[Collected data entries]
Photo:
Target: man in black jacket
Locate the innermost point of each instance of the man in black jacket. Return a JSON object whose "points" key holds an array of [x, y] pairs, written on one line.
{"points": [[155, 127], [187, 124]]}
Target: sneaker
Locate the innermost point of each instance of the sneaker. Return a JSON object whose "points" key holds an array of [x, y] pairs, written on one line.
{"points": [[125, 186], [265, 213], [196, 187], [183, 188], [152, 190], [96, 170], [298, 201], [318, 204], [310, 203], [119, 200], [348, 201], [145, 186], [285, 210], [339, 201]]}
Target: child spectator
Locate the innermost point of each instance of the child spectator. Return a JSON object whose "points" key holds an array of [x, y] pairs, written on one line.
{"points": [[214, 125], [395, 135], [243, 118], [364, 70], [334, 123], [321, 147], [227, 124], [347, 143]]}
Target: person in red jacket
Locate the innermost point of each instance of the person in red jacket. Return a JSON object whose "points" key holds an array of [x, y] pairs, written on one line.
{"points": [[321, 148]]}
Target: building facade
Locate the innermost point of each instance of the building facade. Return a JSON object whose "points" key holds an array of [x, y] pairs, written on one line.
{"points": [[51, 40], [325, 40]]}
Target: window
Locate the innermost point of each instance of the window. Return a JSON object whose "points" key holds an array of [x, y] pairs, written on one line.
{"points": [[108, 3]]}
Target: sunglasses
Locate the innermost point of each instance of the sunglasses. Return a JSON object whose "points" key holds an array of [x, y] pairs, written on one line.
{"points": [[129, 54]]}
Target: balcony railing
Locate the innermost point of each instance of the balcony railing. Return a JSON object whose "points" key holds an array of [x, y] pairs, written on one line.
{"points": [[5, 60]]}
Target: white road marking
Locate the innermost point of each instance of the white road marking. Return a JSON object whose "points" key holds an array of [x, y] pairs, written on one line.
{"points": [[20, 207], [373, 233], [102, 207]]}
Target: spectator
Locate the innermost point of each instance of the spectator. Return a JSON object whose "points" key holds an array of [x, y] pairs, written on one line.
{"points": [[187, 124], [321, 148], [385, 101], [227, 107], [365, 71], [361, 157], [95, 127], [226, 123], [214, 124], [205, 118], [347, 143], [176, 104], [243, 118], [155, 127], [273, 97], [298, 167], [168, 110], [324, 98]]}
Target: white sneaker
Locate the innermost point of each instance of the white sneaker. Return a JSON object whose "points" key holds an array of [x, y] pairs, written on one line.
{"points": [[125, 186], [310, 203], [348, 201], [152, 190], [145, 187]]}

* [Request] Copy out every one of the items above word for word, keeping each line unchanged.

* [Exercise response]
Photo:
Target: man in black jacket
Locate the innermost point of each instance of the man in black jacket. Return a JSON object whose "points" key holds an array of [x, y] pairs, written on one line.
{"points": [[155, 127], [187, 124]]}
Target: sneaker
Locate the innermost point of each instance of the sneaker. Return a JSON object whose "points" key holds an array of [x, y] pairs, written on one line.
{"points": [[125, 186], [265, 213], [196, 187], [183, 188], [152, 190], [96, 170], [298, 201], [318, 204], [310, 203], [119, 200], [348, 201], [145, 186], [285, 210], [339, 201]]}
Target: child spectator
Locate the innermost point of each instance of the child spectator. Return a JSON object whose "points" key holds an array of [x, y] pairs, written on one line.
{"points": [[214, 125], [395, 135], [243, 118], [364, 70], [334, 123], [321, 147], [227, 124], [347, 143]]}
Target: person in red jacket
Locate the innermost point of each instance of the person in red jacket. Return a JSON object whose "points" key holds an array of [x, y] pairs, written on one line.
{"points": [[321, 148]]}
Target: building facade
Locate the innermost point of each instance of the building facade. Return a JSON object whose "points" key holds an array of [x, y] pairs, written on one line.
{"points": [[51, 40], [325, 40]]}
Target: window
Locate the innermost point of each instance of the window. Return a JSON object whose "points" key holds an array of [x, y] pairs, written on one line.
{"points": [[108, 3]]}
Target: sunglasses
Locate the innermost point of each instance of the sunglasses. Return a JSON object whose "points" key holds an array of [x, y] pairs, written on one line.
{"points": [[129, 54]]}
Target: balcony railing
Locate the innermost point of each instance of the balcony railing. Return a JSON object whose "points" key holds an array of [x, y] pairs, written on one line.
{"points": [[5, 60]]}
Target: white road marking
Locate the innermost point of each instance of the white road marking. Return a JSON object whose "points" key holds an array of [x, y] pairs, written on one line.
{"points": [[20, 207], [373, 233], [102, 207]]}
Target: spectator
Locate the innermost point of each instance of the spectator. Return a JSON object whose "points" key holds an array of [x, y] pairs, written on one line.
{"points": [[187, 124], [321, 148], [385, 101], [227, 107], [365, 71], [361, 157], [95, 127], [226, 123], [214, 124], [205, 118], [347, 143], [176, 104], [243, 118], [155, 127], [273, 97], [298, 167], [168, 110], [324, 98]]}
Target: white sneaker
Locate the innermost point of each instance of the white sneaker. Return a JSON object whose "points" key holds an array of [x, y] pairs, written on one line.
{"points": [[125, 186], [310, 203], [348, 201], [152, 190], [145, 187]]}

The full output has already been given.